## Tareas por realizar:
1 > Transcribe sin cambios el fragmento del texto sobre las especias que comienza en las palabras "Como vimos, en" y termina después de "un elemento esencial.".
2 > Enumera todos los títulos de obras que se mencionan en el texto sobre las especias.

## Texto de lectura:

● ● ●

La tradición continuará invariable en Shakespeare, quien describirá, en Sueño de una noche de verano, a un niño recién cambiado que duerme en su cuna, diciendo que se mece en “el especiado aire de la India” (¡ese olor a toallita de bebé!). Walt Whitman, quien también hablará de las “penínsulas floridas y las especiadas islas”. O, para criticarlo, el rapero francés Akhenaton: “Clichés d’Orient, cuisineaupiment, / jolisnomsd’arbrespour des bâtimentsdans la forêt de ciment”.
Según Turner, los únicos alimentos que rivalizan con el peso simbólico de las especias son “el pan nuestro de cada día”, “la sal de la tierra” y el vino que es “la sangre de Cristo”, o “la fuente de la verdad” (in vino veritas). Es posible, incluso, que el pan y el vino, en tanto que alimentos puros y sencillos, asociados al universo cristiano, hayan acabado sustituyendo por razones religioso-culturales a las especias, que se verán asociadas con el paganismo, tanto oriental, como grecolatino, ya que todos ellos veneraban a sus dioses quemando especias en sus altares.
Pero, aunque en determinados momentos el cristianismo llegase a entablar una cierta competencia, cuando no una oposición directa, respecto de las especias, el imaginario judeocristiano no permaneció, en absoluto, ajeno a sus encantos.
Como vimos, en el Cantar de los cantares, que algunos describen como “una canción de burdel cananeo”, y que ejerció una gran influencia en la imaginación mística, las especias y los productos aromáticos son un elemento esencial.
Asimismo, la idea de que en el paraíso terrenal nacían las especias aparece en el libro de Enoc (“Y en mitad del Jardín [los vientos] se juntan y soplan de un sitio a otro, y están perfumados con las especias del Jardín”), en el apócrifo Apocalipsis de Pedro (s. II d.C.), en las obras de Avito de Viena (“Todas las cosas fragantes o hermosas que nos llegan proceden de ese lugar”) o en el Libro de Gomorra, de Pedro Damián (s. XI d. C.), para el cual, las especias eran un recordatorio del paraíso en un mundo contaminado, sumido en la peor de las inmundicias morales.

● ● ●

## Contenido de los datos:
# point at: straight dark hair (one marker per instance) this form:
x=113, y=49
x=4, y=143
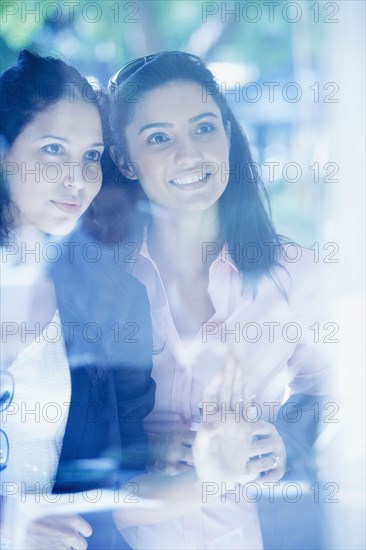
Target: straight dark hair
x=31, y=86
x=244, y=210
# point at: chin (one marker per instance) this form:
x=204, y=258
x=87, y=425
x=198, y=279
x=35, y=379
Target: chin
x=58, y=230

● ● ●

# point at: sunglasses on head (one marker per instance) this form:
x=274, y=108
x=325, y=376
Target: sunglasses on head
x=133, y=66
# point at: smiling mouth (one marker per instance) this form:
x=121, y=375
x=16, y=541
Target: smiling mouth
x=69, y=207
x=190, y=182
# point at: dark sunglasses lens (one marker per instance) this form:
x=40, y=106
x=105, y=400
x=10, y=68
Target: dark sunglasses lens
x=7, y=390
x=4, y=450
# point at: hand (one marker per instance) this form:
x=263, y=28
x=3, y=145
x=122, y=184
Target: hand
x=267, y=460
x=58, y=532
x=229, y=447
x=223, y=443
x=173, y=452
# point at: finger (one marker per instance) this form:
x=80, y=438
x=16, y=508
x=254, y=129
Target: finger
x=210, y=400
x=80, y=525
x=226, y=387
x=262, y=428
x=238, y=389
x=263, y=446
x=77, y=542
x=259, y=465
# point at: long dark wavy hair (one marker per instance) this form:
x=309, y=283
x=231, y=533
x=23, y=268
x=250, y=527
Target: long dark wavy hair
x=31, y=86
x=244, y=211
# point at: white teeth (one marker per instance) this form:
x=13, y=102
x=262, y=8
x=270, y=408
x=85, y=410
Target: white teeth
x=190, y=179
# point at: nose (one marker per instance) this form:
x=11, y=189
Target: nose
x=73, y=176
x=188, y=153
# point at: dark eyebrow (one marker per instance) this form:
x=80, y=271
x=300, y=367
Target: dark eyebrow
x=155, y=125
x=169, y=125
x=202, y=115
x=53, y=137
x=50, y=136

● ● ●

## Respuestas en orden:
1 >
Como vimos, en el Cantar de los cantares, que algunos describen como “una canción de burdel cananeo”, y que ejerció una gran influencia en la imaginación mística, las especias y los productos aromáticos son un elemento esencial.

2 >
Sueño de una noche de verano
Cantar de los cantares
libro de Enoc
Apocalipsis de Pedro
Libro de Gomorra